** Start Given records **

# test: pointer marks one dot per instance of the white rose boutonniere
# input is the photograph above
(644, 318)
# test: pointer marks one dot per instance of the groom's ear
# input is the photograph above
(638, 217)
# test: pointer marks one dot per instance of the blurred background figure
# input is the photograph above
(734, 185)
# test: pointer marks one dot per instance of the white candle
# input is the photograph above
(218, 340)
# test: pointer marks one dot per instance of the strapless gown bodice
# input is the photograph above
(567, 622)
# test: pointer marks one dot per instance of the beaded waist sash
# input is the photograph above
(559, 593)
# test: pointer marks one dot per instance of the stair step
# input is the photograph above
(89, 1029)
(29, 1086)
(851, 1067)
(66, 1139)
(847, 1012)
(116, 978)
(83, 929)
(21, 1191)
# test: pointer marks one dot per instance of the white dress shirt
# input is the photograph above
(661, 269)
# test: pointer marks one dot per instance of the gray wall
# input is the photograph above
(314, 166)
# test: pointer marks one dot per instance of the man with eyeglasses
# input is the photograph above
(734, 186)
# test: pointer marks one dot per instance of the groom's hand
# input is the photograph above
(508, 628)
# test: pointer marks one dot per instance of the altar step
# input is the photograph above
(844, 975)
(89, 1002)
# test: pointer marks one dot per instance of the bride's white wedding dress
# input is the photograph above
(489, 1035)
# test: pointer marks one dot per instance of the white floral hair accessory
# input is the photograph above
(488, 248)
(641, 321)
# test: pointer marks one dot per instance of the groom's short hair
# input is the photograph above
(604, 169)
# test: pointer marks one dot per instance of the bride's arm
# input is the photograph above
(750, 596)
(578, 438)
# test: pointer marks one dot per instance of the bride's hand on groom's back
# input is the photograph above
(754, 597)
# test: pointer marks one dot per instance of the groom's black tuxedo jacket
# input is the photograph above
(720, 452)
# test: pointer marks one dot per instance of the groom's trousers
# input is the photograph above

** End Given records **

Rewrite everything from the line containing "floral hair accessory" down to the end of the items in full, keeping every line of text, and increase each coordinate value in the answers by 38.

# test: pointer marks one dot per instance of the white floral hair accessory
# input is the photograph above
(526, 286)
(679, 359)
# test: pointer marks one dot per instance of the groom's short hair
# input is the photograph above
(642, 207)
# test: pointer marks one dot per instance of the bride's arm
# input is the photograph above
(788, 634)
(616, 476)
# test: pointer marks one dot per instance of the bride's hand on groom's back
# input is the photograph above
(792, 635)
# test: pointer marks one dot per instance of the groom's black tuxedo jacket
# input is the photograph above
(758, 490)
# test: pointer marks one dot per instance of the groom's trousers
# input is the photograph above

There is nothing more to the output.